TASK ITEM:
Present an exact copy of each line below.

Source data:
=== Begin Enclosure ===
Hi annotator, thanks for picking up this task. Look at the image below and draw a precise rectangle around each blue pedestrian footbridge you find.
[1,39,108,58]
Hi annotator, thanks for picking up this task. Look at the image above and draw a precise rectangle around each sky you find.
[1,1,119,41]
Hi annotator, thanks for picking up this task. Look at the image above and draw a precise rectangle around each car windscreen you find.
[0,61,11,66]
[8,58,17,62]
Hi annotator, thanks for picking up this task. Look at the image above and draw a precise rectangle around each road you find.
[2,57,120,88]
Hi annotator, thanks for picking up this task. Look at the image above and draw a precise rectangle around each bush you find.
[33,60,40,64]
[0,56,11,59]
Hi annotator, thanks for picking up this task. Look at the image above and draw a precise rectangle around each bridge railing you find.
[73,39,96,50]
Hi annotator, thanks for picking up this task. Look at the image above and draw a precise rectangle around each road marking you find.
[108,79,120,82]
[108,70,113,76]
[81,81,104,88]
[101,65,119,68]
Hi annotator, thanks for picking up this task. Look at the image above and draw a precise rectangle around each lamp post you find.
=== End Enclosure ===
REPLY TO THE TASK:
Hi annotator, thanks for picking up this task. Look at the image below and draw a precise rectangle around each blue pedestrian footbridge you find.
[1,39,108,58]
Hi annotator, thanks for picking up this task. Look at the image above and draw a precise rectangle around each sky you find.
[1,1,119,41]
Hi annotator, thanks for picking up this task. Look at the image above and draw a precise rectangle around each car windscreen you find.
[0,61,11,66]
[8,58,17,62]
Hi annotator, thanks for picking up this task. Look at the image above and draw a precise rectangle around each road you find.
[2,57,120,88]
Hi annotator, thanks for picking up this task. Look at the image above and draw a precise rectangle around each bush you find.
[33,60,40,64]
[0,56,11,59]
Hi annotator, thanks for picking up this task. Look at the image above and draw a precise rectangle around each bridge railing you find.
[73,39,96,50]
Hi annotator, thanks for picking up this task. Look at the image above and draw a precise rectangle around each road marking you find.
[108,79,120,82]
[108,70,113,76]
[81,81,104,88]
[101,65,119,68]
Hi annotator, thanks for picking up this task. Look at the image above and draw a precise rectangle around each lamp post you find.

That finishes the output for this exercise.